* [Selected passage]:
━━━━━━

His uncle pleads for Miles to be selfish, to avoid risk, yet this is something he would never do. His offer of safety through apathetic complacency is rejected; definitively. 

The most difficult challenge comes from Phin, whose ideological and personal crusade against Roxxon is emotionally compelling.

Having murdered her brother, lied to the public about the dangers of their miracle-energy ‘Nuform,’ and generally behaving in a quasi-authoritarian manner, her rage is fully justified, and Miles wants to help.

Her temptation is for Miles to give in to his lowest emotional self while he fights desperately to make her better than that.

However, while he pursues criminal evidence that would bring Roxxon down as an entity, Phin’s anger leads her to empower a new criminal gang known as: ‘The Underground,’ and her plan to destroy Roxxon threatens thousands of lives.

Unable to see her mistakes, only Miles’s consistent attempts to reach out, through blood, sweat, and fury, save her at the eleventh hour.

Witnessing the Nuform reactor going critical and reminded of her own brother’s death, she sees past her ego.

In her last moments, she understands what Miles has been trying to show her and atones for her sins: A classic display of Spiderman’s empathy unlocking the best in their foes.

Miles Morales PS5 Game

The Tragic Irony Of The Spiderman Mythos

There’s what makes a superhero and then the irony of their polar opposites.

Throughout every on-screen adaptation, a recurring trend can be seen in its antagonistic characters. The mythos’s tragic irony is that many of the people he faces could do so much more than him; if only they were willing and had some of Peter’s best qualities.

While an incredible force for good: Inspiring millions, so many of his villains have even more significant potential.

Norman and Harry Osborn are worth billions, with the drive and intelligence to use that money more efficiently and effectively than philanthropists with ten times their wealth. Yet, they so often fall victim to ego and vengeance.

In the MCU, Quentin Beck mocks Tony’s handling of his B.A.R.F. technology as a ‘Self-therapy machine,’ yet that application alone could have helped millions with various mental-health struggles.

A compliant Max Dillon (Electro) could have been the key to solving the energy crisis. Peter’s empathy for others is legendary, and just a small amount of it in his villains would lead to their respective Earths being revolutionized.

━━━━━━

* [Dataset content]:

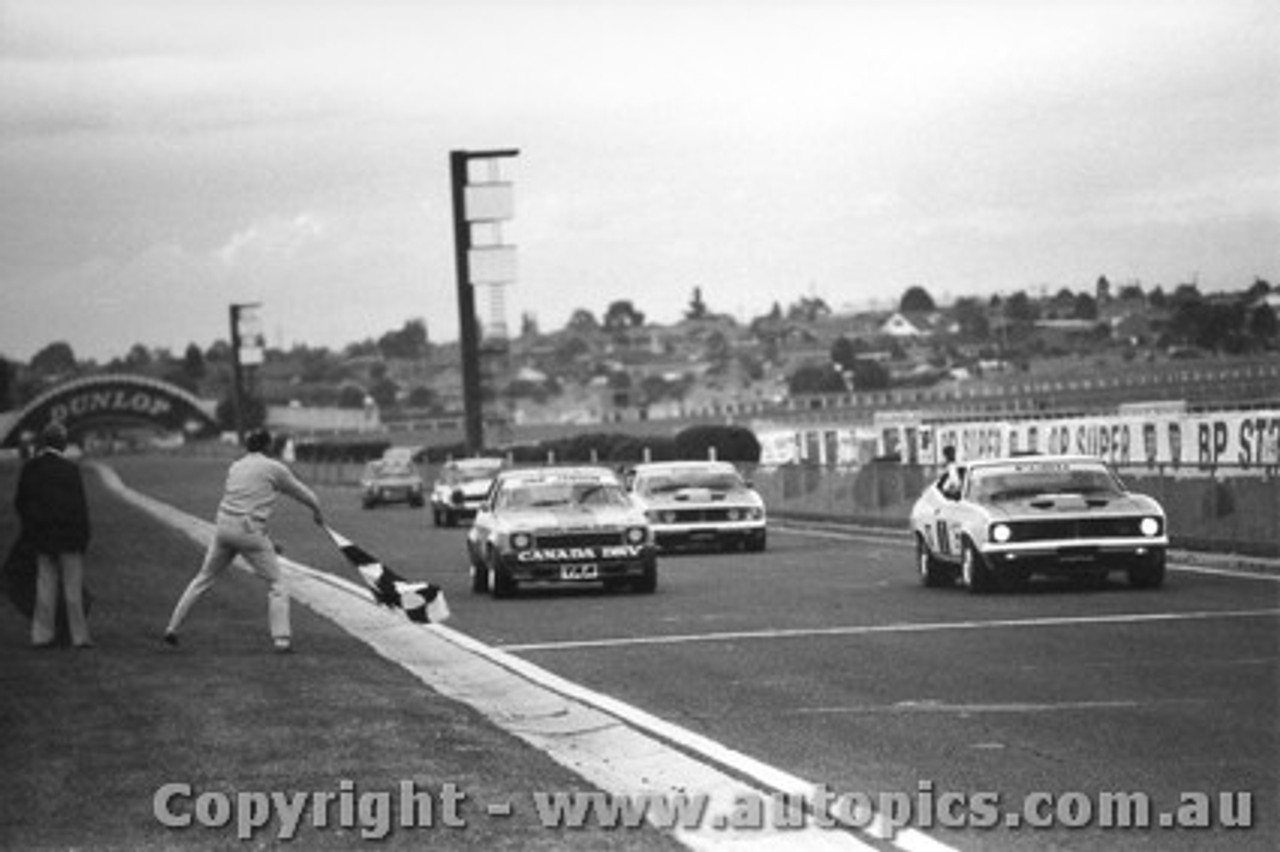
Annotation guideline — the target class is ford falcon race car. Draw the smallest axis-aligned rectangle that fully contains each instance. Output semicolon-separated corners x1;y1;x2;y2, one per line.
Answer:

━━━━━━

* [Actions to take]:
a. Repeat the passage from the Spider-Man essay starting with "The Tragic Irony" and going on through "ego and vengeance.".
b. In the Spider-Man essay, what is the name of the new criminal gang that Phin empowers?
c. Take the Spider-Man essay further, continuing on from its final sentence.
You can set the material aside; it isn't needed here.

* [Answers by item number]:
a.
The Tragic Irony Of The Spiderman Mythos

There’s what makes a superhero and then the irony of their polar opposites.

Throughout every on-screen adaptation, a recurring trend can be seen in its antagonistic characters. The mythos’s tragic irony is that many of the people he faces could do so much more than him; if only they were willing and had some of Peter’s best qualities.

While an incredible force for good: Inspiring millions, so many of his villains have even more significant potential.

Norman and Harry Osborn are worth billions, with the drive and intelligence to use that money more efficiently and effectively than philanthropists with ten times their wealth. Yet, they so often fall victim to ego and vengeance.

b. The Underground

c.
Otto Octavius is perhaps the most frustrating and tragic example, with a mind brilliant enough in Spiderman 2 to advance nuclear-fusion research decades forward; if only he had Peter’s humility when it came to failures.

In Spiderman PS4, Otto’s arms alone would send the world of prosthetics into a meltdown; yet his brief run as a villain hints towards even more remarkable potential.

In one of his lairs, the player can discover evidence of his ability to; among other things: Cure certain forms of Cancer, develop chemical compounds capable of removing fused metal from living people, and massively increase the bio-energy efficiency of Electro. 

All of these are side-focuses for him; deals made for his broader scheme of bringing down Norman Osborn, yet imagine if they were his main focus.

As Peter himself says: “You were everything I wanted to be!” In many ways, Phin Mason was that for Miles Morales.

A gifted engineer and scientist with a strong social conscience, crippled by their ego and rage for a doomed moral crusade.

 

The Hero Mindset

The defining aspect of their hero mindset is what makes a superhero.

It is seeing past what people can become or be twisted into, to remember and fight for the best of them.

Their empathy doesn’t always stop them and often costs them blood, sweat, and tears in the process, yet they never give up.

Rio Morales may have given strong words of wisdom to her son.

Ultimately, however, she was preaching to the choir: Miles Morales and Peter Parker embody a non-judgmental mindset of remembrance and perseverance and likely always will.

That’s why they are heroes.

That’s what makes a superhero.

That’s why they are Spiderman.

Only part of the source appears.